▶ Set problem
Rewrite all the records below as a JSON list of strings, with each line as its own string and blank lines left out.

[Stored records]
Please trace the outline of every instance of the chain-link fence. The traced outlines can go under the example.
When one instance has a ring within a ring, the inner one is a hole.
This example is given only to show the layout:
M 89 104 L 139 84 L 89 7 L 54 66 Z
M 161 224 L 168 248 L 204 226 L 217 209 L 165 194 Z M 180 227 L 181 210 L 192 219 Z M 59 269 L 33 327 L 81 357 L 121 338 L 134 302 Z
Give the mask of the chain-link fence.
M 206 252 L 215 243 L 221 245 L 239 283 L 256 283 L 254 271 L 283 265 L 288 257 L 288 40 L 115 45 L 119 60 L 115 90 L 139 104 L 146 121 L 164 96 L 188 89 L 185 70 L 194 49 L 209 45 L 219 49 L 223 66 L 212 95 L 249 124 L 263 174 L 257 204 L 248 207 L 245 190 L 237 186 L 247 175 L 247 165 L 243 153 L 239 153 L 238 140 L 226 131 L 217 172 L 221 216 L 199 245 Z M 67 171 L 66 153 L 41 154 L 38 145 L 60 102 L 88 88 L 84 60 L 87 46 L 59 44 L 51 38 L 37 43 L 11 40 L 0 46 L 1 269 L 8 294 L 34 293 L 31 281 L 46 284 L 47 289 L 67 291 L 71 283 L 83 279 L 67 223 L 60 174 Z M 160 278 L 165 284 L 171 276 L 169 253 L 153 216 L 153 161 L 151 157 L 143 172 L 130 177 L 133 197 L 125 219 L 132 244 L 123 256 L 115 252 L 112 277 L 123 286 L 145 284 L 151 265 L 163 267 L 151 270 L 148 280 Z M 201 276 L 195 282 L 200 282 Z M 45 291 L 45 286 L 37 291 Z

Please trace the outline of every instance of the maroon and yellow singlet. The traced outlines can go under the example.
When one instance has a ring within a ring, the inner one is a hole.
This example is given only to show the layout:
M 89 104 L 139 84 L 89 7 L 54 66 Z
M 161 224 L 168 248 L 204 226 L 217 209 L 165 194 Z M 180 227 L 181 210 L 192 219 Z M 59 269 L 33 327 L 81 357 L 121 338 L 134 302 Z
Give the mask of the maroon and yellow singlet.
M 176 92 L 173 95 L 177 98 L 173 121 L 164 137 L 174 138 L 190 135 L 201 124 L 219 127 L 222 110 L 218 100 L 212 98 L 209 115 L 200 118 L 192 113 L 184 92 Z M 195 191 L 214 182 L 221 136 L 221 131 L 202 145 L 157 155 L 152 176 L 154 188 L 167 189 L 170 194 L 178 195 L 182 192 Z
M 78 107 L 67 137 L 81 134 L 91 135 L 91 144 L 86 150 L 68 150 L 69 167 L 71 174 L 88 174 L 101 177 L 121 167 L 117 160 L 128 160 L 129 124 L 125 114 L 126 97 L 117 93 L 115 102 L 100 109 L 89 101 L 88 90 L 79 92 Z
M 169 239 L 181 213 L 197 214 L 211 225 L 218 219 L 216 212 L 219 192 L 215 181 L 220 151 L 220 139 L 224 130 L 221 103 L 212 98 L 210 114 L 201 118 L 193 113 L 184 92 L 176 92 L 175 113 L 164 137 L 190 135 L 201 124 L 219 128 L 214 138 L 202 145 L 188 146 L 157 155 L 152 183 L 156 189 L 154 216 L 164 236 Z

▶ Solved exercise
[
  "Please trace the outline of every instance of the chain-link fence. The traced outlines can go under the example.",
  "When one instance has a ring within a ring, the inner one is a hole.",
  "This example is given only to show the layout:",
  "M 89 104 L 139 84 L 89 7 L 54 66 Z",
  "M 161 224 L 168 248 L 204 226 L 217 209 L 165 194 Z M 180 227 L 181 210 L 192 219 Z M 59 269 L 33 327 L 81 357 L 121 338 L 134 302 Z",
  "Give the mask of the chain-link fence.",
  "M 206 252 L 215 243 L 221 245 L 239 283 L 256 283 L 254 271 L 283 265 L 288 257 L 288 40 L 115 45 L 119 60 L 115 90 L 139 104 L 146 121 L 164 96 L 188 89 L 185 70 L 194 49 L 209 45 L 219 49 L 223 66 L 212 95 L 249 124 L 263 174 L 257 204 L 248 207 L 245 190 L 237 186 L 247 175 L 247 165 L 243 153 L 239 153 L 238 140 L 226 131 L 217 172 L 221 216 L 199 245 Z M 67 171 L 66 153 L 41 154 L 38 145 L 60 102 L 88 88 L 84 60 L 87 46 L 59 44 L 51 38 L 37 43 L 11 40 L 0 46 L 1 269 L 8 294 L 34 293 L 31 281 L 46 284 L 47 289 L 67 291 L 71 283 L 83 279 L 67 223 L 60 174 Z M 160 278 L 165 284 L 171 276 L 169 253 L 153 216 L 153 161 L 151 157 L 143 172 L 130 177 L 133 197 L 125 219 L 132 244 L 123 256 L 115 252 L 112 277 L 123 286 L 145 284 L 151 265 L 163 267 L 151 270 L 148 280 Z M 201 276 L 195 282 L 200 282 Z M 45 291 L 45 286 L 37 291 Z",
  "Please trace the outline of every instance of the maroon and yellow singlet. The traced outlines can go under the example.",
  "When one instance has a ring within a ring, the inner one is a hole.",
  "This example is given only to show the layout:",
  "M 89 104 L 139 84 L 89 7 L 54 66 Z",
  "M 161 224 L 168 248 L 204 226 L 217 209 L 165 194 Z M 180 227 L 181 210 L 192 219 Z M 59 269 L 33 327 L 81 357 L 121 338 L 134 302 Z",
  "Give the mask of the maroon and yellow singlet.",
  "M 176 92 L 173 95 L 177 98 L 173 121 L 164 137 L 174 138 L 190 135 L 201 124 L 219 127 L 222 110 L 218 100 L 212 98 L 209 115 L 200 118 L 192 113 L 184 92 Z M 195 191 L 214 182 L 221 136 L 221 131 L 202 145 L 157 155 L 152 176 L 154 188 L 167 189 L 170 194 L 178 195 L 182 192 Z",
  "M 78 107 L 67 137 L 81 134 L 91 135 L 91 144 L 86 150 L 68 150 L 69 167 L 71 174 L 88 174 L 101 177 L 121 167 L 117 160 L 128 160 L 129 124 L 125 114 L 126 97 L 117 93 L 115 102 L 100 109 L 89 101 L 88 90 L 79 92 Z",
  "M 169 239 L 181 213 L 197 214 L 211 225 L 218 219 L 216 212 L 219 192 L 215 181 L 220 151 L 220 139 L 224 130 L 221 103 L 212 98 L 210 114 L 201 118 L 193 113 L 184 92 L 176 92 L 175 113 L 164 137 L 190 135 L 201 124 L 219 128 L 214 138 L 202 145 L 188 146 L 157 155 L 152 183 L 156 189 L 154 216 L 164 236 Z"
]